Extrait choisi
________

4Sur le net, les acteurs du ciblage pensent le schéma de communication de façon simple, voire simplifiée, voire simpliste : un récepteur, repéré via son identité numérique (nous verrons ce que cette appellation recouvre comme biais) qui est adressé par des dispositifs qui vont le catégoriser et le soumettre à des dispositifs « personnalisés ». Cette pensée primitive, héritée du schéma de la communication de Jakobson2, permet d’aplanir la complexité de la réalité des échanges qui peuvent avoir lieu dans cet espace, un processus nécessaire pour construire des outils de ciblage efficaces. Cette pratique des professionnels du marketing, que Caroline Marti analyse en introduction de son article sur la communication culturelle des marques, décrit selon elle « la tentation behavioriste du marketing [qui] y trouve son compte, en fonction des vertus que l’on peut attribuer au canal »3. Cette pensée d’un récepteur « plat » induit des effets de « faux-semblant » que le roman de Choderlos de Laclos peut nous aider à embrasser en pensant les effets qui existent entre cette pensée simplificatrice et la richesse du cache-cache auquel se livrent les entreprises et les consommateurs dans ces espaces.

________

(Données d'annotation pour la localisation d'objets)
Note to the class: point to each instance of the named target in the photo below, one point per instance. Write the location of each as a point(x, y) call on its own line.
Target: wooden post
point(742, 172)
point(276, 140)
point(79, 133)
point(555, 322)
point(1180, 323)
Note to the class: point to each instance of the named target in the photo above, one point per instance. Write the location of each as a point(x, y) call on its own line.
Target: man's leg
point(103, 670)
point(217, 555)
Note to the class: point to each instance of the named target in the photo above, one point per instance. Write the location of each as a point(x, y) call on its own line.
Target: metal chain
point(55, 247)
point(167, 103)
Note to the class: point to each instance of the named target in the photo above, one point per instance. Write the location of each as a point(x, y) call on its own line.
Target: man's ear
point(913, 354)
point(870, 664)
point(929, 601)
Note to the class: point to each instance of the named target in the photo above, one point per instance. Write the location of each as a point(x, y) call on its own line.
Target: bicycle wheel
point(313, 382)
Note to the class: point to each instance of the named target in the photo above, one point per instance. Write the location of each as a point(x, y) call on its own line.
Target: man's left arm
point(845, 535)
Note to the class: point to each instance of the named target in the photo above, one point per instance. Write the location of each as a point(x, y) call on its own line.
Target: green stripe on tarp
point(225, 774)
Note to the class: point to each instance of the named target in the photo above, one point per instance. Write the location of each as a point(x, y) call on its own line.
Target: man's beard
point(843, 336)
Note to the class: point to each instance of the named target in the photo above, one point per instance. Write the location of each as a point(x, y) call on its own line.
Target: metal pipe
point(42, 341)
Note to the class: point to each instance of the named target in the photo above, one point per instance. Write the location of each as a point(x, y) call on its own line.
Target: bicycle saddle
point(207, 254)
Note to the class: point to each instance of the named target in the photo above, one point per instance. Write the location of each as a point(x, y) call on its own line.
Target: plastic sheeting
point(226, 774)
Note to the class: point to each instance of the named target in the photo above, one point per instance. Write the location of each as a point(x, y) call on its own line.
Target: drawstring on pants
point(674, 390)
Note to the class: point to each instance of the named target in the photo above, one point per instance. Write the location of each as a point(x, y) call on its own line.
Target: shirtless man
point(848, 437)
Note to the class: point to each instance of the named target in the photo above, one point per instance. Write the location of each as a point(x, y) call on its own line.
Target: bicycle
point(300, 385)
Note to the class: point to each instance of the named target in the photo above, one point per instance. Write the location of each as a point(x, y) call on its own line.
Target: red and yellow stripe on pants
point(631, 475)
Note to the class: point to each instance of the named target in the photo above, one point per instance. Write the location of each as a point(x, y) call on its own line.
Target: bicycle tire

________

Consignes de travail
1/ Résumez sous forme de liste le paragraphe de l'extrait sur le ciblage en ligne qui commence par « Sur le net, les acteurs du ciblage », en conservant ses faits principaux.
2/ Reproduisez à l'identique les lignes des données, depuis le début des données jusqu'à la ligne contenant « point(1180, 323) », cette dernière incluse.

Réponses aux consignes
1/
- Sur Internet, les acteurs du ciblage conçoivent le schéma de communication de façon simple, voire simpliste. Un récepteur est repéré par son identité numérique, puis catégorisé et soumis à des dispositifs « personnalisés ».
- Cette pensée primitive vient du schéma de la communication de Jakobson. Elle aplanit la complexité des échanges dans cet espace, ce qui est nécessaire pour construire des outils de ciblage efficaces.
- Caroline Marti analyse cette pratique des professionnels du marketing comme relevant de « la tentation behavioriste du marketing ».
- Cette conception d'un récepteur « plat » produit des effets de « faux-semblant ». Le roman de Choderlos de Laclos peut aider à les saisir, en pensant les effets entre cette pensée simplificatrice et le cache-cache auquel se livrent entreprises et consommateurs.

2/
Note to the class: point to each instance of the named target in the photo below, one point per instance. Write the location of each as a point(x, y) call on its own line.
Target: wooden post
point(742, 172)
point(276, 140)
point(79, 133)
point(555, 322)
point(1180, 323)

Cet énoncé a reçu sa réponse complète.